→ Work required
Here is a block of entries. Write out its lines exactly, from the first through the one containing "rower in boat".

→ Phrase grounding data
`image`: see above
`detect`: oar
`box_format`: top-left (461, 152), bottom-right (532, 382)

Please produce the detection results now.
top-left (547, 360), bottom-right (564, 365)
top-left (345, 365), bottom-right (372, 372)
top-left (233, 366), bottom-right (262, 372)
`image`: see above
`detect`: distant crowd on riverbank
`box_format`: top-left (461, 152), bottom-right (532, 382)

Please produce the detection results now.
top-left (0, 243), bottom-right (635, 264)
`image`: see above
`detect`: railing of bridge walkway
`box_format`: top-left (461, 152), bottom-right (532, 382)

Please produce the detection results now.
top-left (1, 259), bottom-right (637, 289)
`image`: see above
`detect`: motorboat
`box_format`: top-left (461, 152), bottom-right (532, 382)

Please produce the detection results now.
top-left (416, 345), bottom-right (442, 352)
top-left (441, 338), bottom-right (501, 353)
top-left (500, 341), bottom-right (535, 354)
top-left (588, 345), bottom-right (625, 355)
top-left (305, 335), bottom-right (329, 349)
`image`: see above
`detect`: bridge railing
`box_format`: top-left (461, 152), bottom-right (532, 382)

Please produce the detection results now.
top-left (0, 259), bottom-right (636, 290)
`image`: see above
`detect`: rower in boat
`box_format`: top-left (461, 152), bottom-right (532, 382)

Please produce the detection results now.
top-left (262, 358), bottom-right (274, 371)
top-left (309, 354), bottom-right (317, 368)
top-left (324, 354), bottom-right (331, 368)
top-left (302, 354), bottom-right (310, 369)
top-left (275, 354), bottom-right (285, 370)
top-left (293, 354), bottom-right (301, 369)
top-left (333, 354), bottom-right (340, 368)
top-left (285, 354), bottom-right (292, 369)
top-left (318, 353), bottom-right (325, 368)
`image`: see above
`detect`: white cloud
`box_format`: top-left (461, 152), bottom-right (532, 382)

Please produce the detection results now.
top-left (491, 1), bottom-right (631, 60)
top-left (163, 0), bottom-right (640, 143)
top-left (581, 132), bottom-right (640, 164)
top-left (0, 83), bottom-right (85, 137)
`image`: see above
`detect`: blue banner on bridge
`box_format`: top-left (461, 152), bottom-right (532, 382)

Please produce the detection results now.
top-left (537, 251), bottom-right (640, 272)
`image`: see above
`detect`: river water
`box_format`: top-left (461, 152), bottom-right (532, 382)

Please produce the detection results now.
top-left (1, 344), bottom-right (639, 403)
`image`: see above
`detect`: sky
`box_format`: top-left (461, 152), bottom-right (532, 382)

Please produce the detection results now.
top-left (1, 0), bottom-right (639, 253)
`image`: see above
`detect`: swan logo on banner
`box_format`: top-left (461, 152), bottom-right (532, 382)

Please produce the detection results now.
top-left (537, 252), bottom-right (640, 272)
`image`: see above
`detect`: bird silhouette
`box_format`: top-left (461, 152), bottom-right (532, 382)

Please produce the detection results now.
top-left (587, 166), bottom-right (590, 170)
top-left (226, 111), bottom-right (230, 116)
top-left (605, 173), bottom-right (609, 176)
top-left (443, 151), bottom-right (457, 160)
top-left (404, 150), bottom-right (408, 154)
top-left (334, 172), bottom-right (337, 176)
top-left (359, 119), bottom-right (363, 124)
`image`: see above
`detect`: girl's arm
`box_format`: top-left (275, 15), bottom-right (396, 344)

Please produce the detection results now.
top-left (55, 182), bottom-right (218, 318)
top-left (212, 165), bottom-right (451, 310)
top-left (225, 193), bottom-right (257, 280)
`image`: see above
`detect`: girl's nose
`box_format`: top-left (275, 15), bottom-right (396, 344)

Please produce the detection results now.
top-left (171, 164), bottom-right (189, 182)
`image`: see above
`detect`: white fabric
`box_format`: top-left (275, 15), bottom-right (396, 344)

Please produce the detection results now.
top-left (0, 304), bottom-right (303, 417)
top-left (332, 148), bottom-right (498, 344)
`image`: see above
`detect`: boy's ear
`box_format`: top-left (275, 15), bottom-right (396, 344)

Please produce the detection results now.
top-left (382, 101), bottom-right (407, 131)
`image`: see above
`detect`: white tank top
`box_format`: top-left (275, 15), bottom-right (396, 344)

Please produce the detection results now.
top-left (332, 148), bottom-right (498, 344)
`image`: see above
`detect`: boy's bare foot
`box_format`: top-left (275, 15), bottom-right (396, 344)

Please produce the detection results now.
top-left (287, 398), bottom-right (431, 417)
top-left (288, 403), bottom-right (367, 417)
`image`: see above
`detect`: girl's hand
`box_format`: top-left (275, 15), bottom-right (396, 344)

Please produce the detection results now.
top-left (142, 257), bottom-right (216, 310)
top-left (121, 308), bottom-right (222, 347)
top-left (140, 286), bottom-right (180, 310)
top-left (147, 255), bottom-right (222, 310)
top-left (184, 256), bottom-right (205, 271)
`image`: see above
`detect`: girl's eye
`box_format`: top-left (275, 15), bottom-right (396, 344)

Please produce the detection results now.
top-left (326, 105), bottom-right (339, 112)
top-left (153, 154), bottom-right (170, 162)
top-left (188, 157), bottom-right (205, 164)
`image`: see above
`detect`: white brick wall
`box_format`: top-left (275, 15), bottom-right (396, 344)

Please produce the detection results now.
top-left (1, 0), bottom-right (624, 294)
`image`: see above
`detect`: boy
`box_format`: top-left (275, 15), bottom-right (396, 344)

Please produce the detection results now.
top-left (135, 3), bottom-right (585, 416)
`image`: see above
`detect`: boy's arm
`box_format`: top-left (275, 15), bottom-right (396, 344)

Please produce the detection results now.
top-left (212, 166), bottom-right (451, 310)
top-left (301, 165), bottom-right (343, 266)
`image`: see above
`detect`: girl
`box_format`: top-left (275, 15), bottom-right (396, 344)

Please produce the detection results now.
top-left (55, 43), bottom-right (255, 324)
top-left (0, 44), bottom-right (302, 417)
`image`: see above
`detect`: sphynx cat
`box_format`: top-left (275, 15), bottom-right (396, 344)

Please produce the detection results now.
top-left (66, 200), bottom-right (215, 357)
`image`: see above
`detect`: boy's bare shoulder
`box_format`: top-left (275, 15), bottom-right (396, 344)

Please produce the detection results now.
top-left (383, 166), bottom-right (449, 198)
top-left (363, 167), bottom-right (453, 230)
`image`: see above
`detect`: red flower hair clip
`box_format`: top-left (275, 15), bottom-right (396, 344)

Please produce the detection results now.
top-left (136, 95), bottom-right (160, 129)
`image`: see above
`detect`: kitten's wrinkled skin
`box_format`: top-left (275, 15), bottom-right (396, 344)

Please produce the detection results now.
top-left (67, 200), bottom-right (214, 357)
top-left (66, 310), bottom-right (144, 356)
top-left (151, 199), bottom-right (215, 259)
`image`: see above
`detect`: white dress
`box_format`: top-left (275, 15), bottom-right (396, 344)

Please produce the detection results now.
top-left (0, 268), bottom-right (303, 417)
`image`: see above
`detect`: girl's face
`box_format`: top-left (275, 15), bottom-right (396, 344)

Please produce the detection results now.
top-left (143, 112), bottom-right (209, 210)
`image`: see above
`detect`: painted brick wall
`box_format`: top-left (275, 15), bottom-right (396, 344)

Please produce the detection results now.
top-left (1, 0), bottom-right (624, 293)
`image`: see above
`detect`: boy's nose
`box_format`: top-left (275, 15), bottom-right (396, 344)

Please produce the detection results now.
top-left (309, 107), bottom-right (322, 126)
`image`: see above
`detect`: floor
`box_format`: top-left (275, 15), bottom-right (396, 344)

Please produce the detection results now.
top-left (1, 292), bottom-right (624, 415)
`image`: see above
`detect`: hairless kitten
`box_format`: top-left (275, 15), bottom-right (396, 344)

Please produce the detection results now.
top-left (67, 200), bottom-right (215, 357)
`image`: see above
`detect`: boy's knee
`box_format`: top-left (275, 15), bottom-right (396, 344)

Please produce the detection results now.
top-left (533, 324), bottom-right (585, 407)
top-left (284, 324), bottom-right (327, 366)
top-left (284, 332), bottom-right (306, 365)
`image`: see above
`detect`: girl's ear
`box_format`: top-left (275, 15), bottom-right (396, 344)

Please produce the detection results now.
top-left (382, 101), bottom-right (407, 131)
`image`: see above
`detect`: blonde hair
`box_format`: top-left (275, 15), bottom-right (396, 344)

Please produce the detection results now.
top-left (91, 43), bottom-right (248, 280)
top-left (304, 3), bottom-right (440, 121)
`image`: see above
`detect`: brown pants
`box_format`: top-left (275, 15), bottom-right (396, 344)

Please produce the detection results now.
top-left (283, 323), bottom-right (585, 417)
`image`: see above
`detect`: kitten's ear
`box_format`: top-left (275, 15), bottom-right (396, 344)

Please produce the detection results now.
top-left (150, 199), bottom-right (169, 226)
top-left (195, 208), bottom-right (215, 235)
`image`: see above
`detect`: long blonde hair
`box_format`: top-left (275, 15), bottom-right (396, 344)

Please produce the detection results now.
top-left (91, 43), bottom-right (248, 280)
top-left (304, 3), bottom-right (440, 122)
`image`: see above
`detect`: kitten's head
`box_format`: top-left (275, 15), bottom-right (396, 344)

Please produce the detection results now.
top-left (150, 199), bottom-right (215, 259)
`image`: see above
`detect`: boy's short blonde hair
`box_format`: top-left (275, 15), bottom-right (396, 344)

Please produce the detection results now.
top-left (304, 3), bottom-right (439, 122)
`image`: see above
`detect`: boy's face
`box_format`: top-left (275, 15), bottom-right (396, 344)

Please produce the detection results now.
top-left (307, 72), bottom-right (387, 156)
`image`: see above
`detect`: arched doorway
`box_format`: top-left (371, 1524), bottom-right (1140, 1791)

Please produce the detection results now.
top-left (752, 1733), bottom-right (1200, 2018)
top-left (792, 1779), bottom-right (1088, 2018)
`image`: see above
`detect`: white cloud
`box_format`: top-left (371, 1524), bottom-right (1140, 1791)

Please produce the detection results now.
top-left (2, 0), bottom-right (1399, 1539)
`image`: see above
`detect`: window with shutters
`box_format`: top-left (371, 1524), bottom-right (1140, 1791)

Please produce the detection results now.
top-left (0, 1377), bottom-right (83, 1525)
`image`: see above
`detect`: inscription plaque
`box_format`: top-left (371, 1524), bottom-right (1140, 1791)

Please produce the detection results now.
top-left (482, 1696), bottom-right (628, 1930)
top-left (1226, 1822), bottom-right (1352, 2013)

→ Solution for this problem
`image`: see above
`detect`: oar
`box_format`: top-left (461, 152), bottom-right (532, 382)

Please produce the detection results now.
top-left (547, 360), bottom-right (564, 365)
top-left (345, 365), bottom-right (372, 372)
top-left (233, 366), bottom-right (262, 372)
`image`: see above
`detect`: distant crowd on riverbank
`box_format`: top-left (461, 152), bottom-right (532, 382)

Please produce the detection results now.
top-left (0, 243), bottom-right (635, 264)
`image`: see above
`detect`: railing of bridge walkway
`box_format`: top-left (461, 152), bottom-right (532, 382)

Please produce the detection results now.
top-left (1, 259), bottom-right (637, 289)
`image`: see above
`detect`: motorboat
`box_format`: top-left (461, 152), bottom-right (532, 382)

Please produce the detection results now.
top-left (416, 345), bottom-right (442, 352)
top-left (441, 338), bottom-right (501, 353)
top-left (500, 341), bottom-right (535, 354)
top-left (588, 345), bottom-right (625, 355)
top-left (305, 335), bottom-right (329, 349)
`image`: see above
`detect`: bridge railing
`box_format`: top-left (461, 152), bottom-right (532, 382)

Please produce the detection results now.
top-left (0, 259), bottom-right (636, 290)
`image`: see above
`detect`: rower in boat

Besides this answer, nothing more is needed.